EXERCISE AIM: How many lines in the records below contain the word "green"? Answer with the number alone.

MATERIALS PROVIDED:
++++++++++

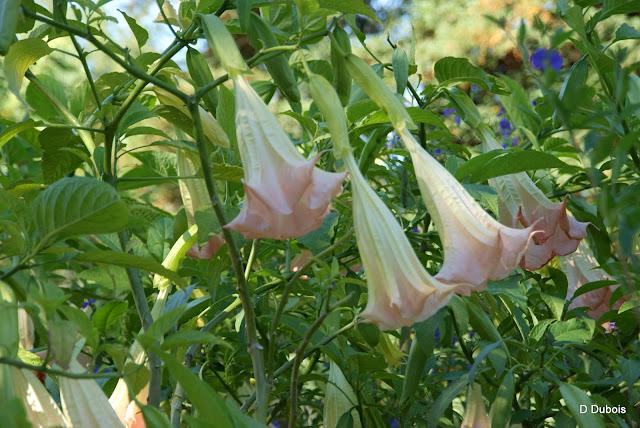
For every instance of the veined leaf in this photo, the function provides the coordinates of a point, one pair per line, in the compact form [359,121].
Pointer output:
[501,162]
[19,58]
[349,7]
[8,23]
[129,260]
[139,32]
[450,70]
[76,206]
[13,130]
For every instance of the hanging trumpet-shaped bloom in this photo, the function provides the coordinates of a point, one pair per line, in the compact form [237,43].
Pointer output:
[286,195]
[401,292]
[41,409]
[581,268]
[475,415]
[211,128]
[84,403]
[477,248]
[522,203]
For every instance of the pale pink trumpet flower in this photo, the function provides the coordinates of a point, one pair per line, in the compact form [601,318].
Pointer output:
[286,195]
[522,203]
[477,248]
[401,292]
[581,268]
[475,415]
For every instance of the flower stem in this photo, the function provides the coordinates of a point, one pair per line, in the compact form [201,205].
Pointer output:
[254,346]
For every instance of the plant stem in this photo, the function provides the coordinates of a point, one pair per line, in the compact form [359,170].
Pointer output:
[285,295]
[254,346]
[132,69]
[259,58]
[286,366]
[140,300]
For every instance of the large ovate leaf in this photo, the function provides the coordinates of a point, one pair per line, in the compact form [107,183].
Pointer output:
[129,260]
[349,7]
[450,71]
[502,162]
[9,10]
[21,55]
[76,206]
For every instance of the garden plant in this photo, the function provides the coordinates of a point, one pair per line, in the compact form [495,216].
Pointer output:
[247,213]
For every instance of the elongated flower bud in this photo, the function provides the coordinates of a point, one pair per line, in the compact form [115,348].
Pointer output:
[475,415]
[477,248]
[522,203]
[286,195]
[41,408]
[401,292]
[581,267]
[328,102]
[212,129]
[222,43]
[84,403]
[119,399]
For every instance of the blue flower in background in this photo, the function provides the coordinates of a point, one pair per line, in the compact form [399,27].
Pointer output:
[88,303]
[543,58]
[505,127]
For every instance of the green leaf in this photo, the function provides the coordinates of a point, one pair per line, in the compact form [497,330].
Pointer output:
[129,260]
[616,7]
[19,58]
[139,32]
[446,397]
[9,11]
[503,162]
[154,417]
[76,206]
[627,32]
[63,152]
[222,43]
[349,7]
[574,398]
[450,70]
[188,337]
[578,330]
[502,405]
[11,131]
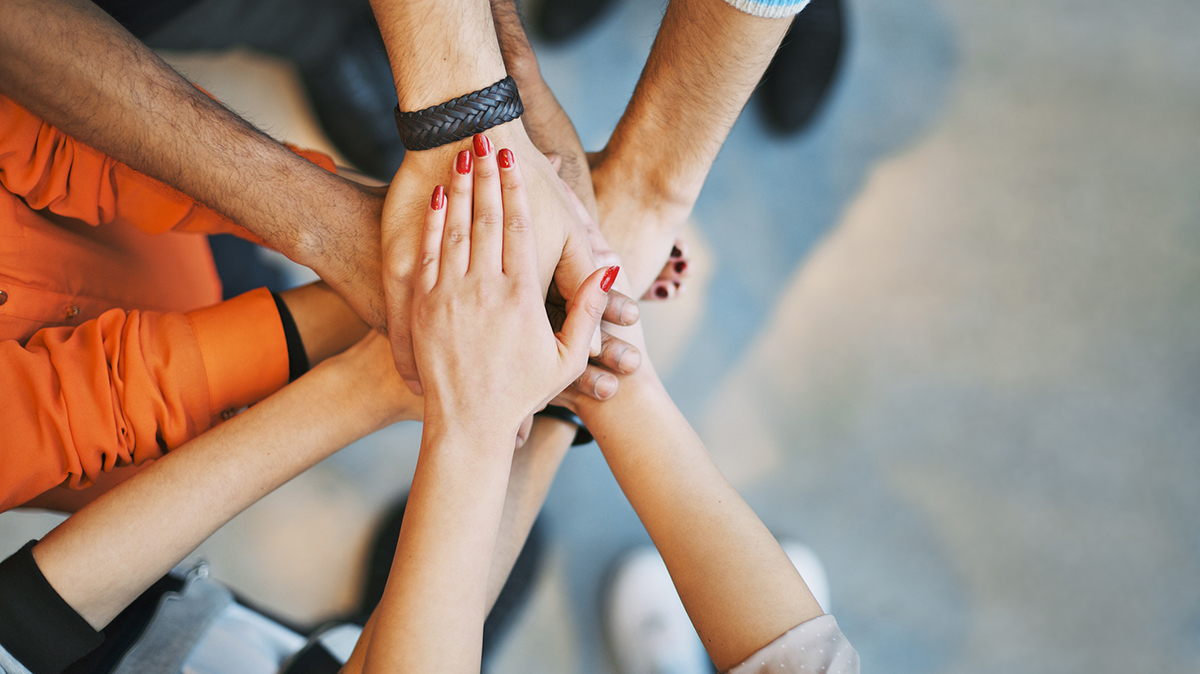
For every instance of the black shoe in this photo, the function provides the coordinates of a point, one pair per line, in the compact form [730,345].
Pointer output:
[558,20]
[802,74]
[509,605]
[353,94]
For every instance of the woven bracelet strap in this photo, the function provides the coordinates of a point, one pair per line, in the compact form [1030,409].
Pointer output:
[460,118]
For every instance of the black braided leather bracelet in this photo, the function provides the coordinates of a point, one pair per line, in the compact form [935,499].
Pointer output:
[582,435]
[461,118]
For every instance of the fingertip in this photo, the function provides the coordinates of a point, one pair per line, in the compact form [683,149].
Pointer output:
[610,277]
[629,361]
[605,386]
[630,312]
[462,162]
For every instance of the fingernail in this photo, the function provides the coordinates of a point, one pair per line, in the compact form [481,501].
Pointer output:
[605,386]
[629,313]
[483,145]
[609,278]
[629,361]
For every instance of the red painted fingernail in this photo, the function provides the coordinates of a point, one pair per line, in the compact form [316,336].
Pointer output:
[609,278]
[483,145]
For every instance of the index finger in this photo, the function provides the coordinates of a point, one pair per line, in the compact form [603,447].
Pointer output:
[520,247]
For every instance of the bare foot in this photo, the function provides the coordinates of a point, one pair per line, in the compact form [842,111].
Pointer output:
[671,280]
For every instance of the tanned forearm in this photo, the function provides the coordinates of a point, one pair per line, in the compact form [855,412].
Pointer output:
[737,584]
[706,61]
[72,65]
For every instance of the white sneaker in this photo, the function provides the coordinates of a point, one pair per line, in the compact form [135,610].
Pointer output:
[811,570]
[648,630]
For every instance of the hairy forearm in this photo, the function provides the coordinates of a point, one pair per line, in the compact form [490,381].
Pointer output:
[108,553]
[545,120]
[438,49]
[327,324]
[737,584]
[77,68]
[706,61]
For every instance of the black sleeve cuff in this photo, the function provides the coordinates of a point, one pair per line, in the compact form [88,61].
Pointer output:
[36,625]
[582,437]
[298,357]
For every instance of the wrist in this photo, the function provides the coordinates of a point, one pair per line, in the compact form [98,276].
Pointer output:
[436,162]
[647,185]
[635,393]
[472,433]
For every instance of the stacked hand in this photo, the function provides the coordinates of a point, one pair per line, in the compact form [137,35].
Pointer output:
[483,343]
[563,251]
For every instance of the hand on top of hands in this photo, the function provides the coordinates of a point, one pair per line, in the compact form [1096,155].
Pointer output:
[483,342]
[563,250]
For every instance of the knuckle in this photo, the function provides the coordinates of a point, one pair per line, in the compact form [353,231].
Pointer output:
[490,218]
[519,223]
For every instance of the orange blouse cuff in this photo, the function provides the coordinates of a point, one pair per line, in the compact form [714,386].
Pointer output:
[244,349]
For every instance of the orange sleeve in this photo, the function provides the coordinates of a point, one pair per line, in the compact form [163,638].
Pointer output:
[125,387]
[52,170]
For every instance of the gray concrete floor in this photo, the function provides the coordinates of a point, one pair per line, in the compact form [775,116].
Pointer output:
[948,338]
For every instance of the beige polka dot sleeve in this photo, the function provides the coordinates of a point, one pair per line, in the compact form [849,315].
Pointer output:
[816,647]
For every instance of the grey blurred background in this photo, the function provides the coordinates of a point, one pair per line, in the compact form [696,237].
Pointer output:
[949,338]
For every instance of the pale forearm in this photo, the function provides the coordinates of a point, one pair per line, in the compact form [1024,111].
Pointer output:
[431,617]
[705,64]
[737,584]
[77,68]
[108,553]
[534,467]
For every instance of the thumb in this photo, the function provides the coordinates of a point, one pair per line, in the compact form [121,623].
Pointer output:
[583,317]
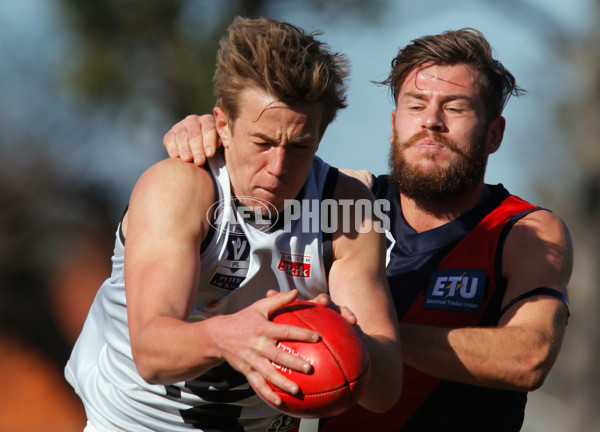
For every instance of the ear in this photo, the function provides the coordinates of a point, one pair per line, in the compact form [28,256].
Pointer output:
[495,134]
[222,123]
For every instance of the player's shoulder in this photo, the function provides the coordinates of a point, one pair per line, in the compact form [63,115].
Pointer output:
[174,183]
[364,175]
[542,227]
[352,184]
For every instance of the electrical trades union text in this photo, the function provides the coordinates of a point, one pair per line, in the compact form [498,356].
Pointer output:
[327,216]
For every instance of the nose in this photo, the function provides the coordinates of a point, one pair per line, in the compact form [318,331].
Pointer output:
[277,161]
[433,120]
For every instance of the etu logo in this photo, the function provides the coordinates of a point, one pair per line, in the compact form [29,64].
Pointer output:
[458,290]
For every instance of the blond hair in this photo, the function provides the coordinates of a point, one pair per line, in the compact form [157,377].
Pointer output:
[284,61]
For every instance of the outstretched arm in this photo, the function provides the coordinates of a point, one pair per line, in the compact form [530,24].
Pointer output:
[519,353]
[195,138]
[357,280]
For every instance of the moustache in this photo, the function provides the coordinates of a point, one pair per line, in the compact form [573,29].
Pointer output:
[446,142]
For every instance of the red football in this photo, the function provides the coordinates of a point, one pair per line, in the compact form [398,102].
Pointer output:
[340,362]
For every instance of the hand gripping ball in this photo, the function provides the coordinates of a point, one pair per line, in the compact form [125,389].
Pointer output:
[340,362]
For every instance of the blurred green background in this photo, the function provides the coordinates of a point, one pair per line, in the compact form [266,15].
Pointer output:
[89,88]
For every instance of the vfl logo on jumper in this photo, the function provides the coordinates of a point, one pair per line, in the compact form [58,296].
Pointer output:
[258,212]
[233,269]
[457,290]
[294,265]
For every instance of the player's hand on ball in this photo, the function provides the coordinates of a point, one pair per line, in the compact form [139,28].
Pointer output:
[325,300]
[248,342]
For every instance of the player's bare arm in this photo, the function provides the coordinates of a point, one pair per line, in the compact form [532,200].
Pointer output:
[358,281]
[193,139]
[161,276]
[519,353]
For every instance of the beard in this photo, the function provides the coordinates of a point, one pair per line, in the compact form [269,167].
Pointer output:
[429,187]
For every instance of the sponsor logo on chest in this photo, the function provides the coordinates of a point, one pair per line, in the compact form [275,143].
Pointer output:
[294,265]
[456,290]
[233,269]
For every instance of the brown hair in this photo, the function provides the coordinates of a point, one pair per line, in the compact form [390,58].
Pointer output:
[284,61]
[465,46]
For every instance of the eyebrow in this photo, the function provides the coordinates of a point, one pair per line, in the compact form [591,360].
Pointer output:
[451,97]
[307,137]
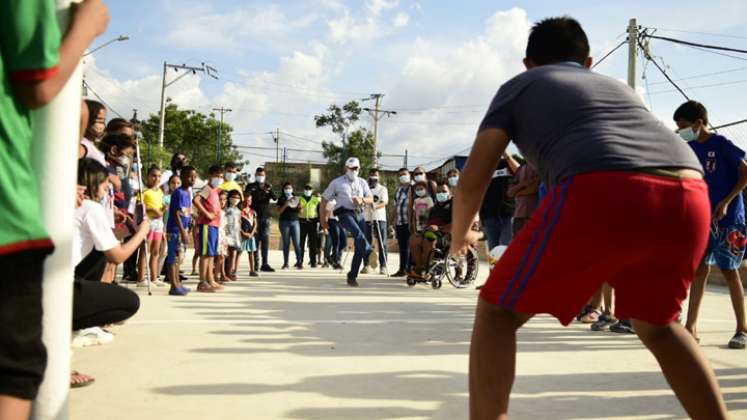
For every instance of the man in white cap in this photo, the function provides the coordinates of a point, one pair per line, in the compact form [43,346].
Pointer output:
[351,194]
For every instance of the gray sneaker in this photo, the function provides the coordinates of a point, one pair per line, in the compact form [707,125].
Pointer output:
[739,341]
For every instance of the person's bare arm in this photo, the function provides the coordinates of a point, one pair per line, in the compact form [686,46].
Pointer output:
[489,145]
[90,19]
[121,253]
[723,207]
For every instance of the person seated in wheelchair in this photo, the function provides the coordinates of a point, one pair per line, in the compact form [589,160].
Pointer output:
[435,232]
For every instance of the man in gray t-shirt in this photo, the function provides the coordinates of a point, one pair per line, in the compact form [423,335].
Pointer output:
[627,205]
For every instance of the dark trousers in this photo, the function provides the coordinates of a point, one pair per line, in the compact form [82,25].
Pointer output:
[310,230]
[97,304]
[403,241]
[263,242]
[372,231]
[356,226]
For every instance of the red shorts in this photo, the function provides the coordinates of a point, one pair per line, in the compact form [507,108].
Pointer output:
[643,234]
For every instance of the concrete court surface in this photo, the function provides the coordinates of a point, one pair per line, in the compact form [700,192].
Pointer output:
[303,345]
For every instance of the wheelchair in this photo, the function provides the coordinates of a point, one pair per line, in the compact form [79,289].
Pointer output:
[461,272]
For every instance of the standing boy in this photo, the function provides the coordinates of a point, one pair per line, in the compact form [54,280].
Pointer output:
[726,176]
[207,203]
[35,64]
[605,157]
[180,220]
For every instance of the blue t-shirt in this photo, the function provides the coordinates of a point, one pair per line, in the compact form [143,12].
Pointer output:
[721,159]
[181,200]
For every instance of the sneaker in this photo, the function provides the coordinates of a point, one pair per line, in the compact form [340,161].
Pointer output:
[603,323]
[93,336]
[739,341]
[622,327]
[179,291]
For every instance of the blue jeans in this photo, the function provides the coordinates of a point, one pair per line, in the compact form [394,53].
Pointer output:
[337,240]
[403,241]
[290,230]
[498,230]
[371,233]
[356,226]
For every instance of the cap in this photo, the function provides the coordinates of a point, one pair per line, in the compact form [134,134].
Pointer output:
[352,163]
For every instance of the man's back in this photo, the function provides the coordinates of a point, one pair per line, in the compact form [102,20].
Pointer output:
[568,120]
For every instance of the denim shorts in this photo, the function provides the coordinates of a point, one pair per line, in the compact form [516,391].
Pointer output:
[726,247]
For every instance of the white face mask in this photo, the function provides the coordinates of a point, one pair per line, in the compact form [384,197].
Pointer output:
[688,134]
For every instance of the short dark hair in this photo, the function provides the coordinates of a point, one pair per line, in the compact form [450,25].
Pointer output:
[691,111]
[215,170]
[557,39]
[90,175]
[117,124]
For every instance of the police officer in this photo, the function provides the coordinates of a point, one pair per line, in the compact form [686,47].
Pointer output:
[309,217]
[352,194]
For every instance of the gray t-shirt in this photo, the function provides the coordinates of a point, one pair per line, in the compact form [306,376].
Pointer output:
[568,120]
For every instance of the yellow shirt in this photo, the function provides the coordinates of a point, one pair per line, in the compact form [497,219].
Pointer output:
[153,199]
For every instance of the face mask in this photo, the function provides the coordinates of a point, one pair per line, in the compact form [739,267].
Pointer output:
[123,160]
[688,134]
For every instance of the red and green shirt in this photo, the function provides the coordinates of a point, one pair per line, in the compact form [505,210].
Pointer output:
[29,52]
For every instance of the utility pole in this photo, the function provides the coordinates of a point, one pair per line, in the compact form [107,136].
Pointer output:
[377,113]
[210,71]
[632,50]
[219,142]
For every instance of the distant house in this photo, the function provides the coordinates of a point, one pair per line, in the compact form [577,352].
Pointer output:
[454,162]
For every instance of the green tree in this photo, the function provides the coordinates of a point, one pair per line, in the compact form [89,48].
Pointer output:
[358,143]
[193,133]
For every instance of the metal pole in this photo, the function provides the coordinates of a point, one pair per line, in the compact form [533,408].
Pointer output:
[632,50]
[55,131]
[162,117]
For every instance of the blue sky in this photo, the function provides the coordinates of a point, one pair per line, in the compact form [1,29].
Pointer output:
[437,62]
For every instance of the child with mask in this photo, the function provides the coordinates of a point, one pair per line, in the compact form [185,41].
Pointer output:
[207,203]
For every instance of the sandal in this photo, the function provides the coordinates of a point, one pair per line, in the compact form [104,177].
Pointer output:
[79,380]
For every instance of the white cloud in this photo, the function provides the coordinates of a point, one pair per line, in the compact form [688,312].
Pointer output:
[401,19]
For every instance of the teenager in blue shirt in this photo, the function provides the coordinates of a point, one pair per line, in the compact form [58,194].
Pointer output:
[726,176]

++++++++++

REPLY: 4